PROBLEM: Continue the forum thread below about hanging hunting and fishing trophies in an office, starting right after its last sentence.

SOURCE EXTRACT:
◆ ◆ ◆ ◆ ◆
I put stuff in my office. Right now, I have a 150+ whitetail shoulder mount, a 140s muley European mount, a hooded merganser and a speckle-belly on the walls. Once my antelope gets done, it's going to swap out with the whitetail which will then go in my son's bedroom.


----------



## Vanilla

I have a cool photograph of a steelhead I caught my that buddy blew up and framed for me a couple years ago. I have a brown trout sculpture I did in my high school pottery class that I'm still very proud of. I have a couple paintings not hunting/fishing related. I almost had my Pauns buck hanging there until my wife relented and let me put it on the living room wall. 

There were a couple people in the office I was a little worried might cause a stink if I hung it there, so I asked my non-hunting boss if it was okay that I hung my deer there. His response, "If someone doesn't like it then they don't have to come in your office!" I liked that response. 

I'm not not a shed hunter. I've never collected a shed in my life. But it has always been my desire to get sheds from a nice bull for my office. But with the craze of shed hunting these days I doubt that will ever happen.
◆ ◆ ◆ ◆ ◆
GIVEN ENTRIES:
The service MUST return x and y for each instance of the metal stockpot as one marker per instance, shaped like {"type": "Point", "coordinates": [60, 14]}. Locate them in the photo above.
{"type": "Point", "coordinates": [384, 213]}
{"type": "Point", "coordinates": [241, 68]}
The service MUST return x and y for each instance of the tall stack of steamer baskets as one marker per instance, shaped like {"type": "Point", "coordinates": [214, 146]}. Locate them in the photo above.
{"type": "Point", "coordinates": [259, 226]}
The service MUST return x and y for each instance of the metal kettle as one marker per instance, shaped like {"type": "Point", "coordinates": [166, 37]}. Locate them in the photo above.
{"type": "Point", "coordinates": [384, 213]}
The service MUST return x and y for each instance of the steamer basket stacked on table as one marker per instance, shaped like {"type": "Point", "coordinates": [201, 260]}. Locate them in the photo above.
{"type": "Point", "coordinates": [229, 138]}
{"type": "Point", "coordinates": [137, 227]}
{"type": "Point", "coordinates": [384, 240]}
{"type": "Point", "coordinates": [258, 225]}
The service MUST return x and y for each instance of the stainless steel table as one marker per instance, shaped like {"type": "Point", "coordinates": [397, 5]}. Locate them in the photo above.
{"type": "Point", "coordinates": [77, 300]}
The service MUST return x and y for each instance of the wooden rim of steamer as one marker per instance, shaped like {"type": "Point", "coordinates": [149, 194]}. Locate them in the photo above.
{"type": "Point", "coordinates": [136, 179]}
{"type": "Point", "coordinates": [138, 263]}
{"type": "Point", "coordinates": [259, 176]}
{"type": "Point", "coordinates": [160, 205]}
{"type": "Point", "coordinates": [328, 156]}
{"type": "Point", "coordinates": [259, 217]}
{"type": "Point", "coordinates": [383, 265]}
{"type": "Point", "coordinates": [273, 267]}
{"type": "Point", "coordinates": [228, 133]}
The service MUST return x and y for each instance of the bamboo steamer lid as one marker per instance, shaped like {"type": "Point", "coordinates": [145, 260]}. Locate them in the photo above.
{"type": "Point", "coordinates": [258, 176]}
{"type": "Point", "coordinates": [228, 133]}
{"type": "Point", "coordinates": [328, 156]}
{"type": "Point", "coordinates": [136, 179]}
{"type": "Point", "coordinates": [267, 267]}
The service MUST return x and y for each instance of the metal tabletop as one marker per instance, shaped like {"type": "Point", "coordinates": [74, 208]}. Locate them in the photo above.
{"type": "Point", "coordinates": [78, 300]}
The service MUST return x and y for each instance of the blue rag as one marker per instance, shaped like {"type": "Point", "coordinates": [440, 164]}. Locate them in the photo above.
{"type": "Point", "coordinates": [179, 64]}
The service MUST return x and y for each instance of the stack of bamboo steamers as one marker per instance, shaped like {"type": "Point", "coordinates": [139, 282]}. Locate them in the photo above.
◆ ◆ ◆ ◆ ◆
REPLY:
----------



## dkhntrdstn

I dont have much room in my space. so i just have pic on my computer. I wish I had a office. O well.


----------



## ridgetop

I have an 8x10 picture framed collage of the different big game animals our group killed in 2012. It's titled "2012-Dream Season"
We went 7 for 7 3 point or better bucks and also an archery P&Y elk and moose.
That's in my work office in Salt Lake.

I need to get one for last year (2013). We went 5 for 7 on 4 point or better bucks, and killed 3 archery P&Y pronghorns and a moose and a 300" general rifle elk.
Also, I have my bighorn sheep in our office/den at home.


----------



## MWScott72

Here are some photos of what I posted above.


----------



## freepunk

I love that hooded merg. Very nice!


----------



## LanceS4803

Oh yeah!
I have my first bow Whitetail european mount on the wall (Little Hooker), a Mule deer european mount on a barnwood pedestal mount on the shelf behind the desk, along with a coyote skull and full gray squirrel mount.
On the wall is a turkey fan and beard.

Behind the desk is a Dragon missile launcher tube.

It helps I am on a military base.


----------



## Wigeon

Got my '13 Pronghorn back from the taxidermist and put him up in my office. My office is extremely 'wildlife friendly'. ;-)


----------



## MWScott72

Good looking goat!


----------



## Groganite

Ive got my recurve above my computer for those quick trips to the range after work.


----------



## wyogoob

I have a tiny office with just enough room for my collection of Utah wolf trail cam videos.

.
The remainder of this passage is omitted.